• [Your goal]: Copy out the lines of the records verbatim, starting at the line that contains "Each instance of the sunlit" and continuing through the last line of the records.
━━━━━ Record list
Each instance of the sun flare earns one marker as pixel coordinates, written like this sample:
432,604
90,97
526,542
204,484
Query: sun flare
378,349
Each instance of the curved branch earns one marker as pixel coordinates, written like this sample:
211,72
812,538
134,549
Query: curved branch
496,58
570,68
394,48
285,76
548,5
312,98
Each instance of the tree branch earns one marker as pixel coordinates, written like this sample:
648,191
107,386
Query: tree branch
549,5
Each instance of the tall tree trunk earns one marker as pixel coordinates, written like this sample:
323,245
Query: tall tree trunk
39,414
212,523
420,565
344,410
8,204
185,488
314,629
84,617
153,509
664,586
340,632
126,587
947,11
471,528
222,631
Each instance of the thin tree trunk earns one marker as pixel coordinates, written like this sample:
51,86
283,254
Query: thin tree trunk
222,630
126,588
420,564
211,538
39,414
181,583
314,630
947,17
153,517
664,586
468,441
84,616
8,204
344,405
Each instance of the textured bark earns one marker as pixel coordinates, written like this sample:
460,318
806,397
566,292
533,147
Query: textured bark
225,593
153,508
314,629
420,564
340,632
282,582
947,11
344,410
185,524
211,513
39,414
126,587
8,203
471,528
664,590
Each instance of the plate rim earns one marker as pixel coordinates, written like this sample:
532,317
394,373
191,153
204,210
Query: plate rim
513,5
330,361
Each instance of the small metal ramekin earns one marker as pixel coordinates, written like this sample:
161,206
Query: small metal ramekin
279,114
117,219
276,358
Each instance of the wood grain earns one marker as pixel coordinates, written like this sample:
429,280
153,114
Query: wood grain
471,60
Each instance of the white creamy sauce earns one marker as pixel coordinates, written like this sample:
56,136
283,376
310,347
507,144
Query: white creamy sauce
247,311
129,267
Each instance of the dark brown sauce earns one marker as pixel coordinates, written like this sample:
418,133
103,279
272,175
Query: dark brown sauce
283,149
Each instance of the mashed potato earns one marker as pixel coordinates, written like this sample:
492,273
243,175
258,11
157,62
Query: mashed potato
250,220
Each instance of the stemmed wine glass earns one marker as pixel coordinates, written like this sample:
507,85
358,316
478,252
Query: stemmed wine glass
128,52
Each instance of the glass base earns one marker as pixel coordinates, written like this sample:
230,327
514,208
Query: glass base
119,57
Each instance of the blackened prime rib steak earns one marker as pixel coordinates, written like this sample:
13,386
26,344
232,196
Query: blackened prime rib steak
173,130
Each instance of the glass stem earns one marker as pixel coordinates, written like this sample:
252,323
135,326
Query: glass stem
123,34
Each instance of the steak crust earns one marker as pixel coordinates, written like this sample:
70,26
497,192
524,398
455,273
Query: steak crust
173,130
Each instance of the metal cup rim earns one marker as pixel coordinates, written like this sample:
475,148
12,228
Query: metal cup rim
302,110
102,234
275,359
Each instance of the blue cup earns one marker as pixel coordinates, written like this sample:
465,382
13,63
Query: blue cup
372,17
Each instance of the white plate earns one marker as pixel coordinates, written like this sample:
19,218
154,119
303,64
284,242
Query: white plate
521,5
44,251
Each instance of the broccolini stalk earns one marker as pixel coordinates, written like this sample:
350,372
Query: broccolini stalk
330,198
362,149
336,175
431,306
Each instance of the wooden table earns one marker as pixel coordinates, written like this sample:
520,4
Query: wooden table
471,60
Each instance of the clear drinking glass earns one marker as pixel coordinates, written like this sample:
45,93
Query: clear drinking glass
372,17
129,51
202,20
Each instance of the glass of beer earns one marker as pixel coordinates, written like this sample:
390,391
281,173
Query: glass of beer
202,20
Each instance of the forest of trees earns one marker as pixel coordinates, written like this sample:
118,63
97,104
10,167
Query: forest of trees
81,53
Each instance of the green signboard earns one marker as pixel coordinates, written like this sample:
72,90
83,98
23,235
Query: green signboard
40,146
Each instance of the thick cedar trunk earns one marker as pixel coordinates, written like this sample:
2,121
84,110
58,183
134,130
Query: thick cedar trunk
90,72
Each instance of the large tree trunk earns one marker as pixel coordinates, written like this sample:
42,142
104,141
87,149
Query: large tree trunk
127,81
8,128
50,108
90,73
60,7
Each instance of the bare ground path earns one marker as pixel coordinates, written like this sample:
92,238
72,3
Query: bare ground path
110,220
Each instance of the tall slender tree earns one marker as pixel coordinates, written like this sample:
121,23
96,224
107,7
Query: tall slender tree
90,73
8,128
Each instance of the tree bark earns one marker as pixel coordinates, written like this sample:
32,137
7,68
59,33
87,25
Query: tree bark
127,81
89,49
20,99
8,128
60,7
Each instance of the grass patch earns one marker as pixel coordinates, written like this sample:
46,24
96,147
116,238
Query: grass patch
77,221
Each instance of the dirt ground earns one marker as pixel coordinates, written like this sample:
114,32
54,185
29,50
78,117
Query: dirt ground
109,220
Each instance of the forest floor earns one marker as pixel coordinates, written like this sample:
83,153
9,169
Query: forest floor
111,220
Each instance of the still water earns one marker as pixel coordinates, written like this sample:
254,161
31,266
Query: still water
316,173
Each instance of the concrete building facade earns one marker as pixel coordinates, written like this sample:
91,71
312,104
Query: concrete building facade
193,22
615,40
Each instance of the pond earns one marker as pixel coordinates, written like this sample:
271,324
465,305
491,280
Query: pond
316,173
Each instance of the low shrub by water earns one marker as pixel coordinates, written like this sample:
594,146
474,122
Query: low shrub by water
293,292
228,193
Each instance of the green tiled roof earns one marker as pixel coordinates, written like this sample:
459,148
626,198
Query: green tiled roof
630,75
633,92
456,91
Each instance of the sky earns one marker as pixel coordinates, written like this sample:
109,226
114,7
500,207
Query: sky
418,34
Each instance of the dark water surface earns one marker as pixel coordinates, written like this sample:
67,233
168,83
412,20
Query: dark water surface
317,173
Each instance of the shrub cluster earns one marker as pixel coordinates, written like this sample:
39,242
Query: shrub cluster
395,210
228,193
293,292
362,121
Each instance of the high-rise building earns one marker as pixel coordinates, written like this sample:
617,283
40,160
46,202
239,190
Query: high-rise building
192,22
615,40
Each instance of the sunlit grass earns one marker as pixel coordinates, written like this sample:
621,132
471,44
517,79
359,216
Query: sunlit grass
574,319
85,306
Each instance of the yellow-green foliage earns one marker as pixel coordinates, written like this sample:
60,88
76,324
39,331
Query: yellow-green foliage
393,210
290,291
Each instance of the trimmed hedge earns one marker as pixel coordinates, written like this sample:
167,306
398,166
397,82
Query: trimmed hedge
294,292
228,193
━━━━━━━━━━
• [The output]:
Each instance of the sunlit grass earns one marker as pixel coordinates, written like this sample:
621,132
471,44
517,79
359,216
Query: sunlit grass
574,319
85,306
Each instance of the yellow-green foliage earns one marker as pixel coordinates, written like this sample:
60,88
76,324
39,331
Query: yellow-green foliage
393,210
290,291
Each instance of the trimmed hedge earns one marker as pixel coordinates, written like this sample:
167,306
398,166
397,82
Query: trimmed hedge
294,292
228,193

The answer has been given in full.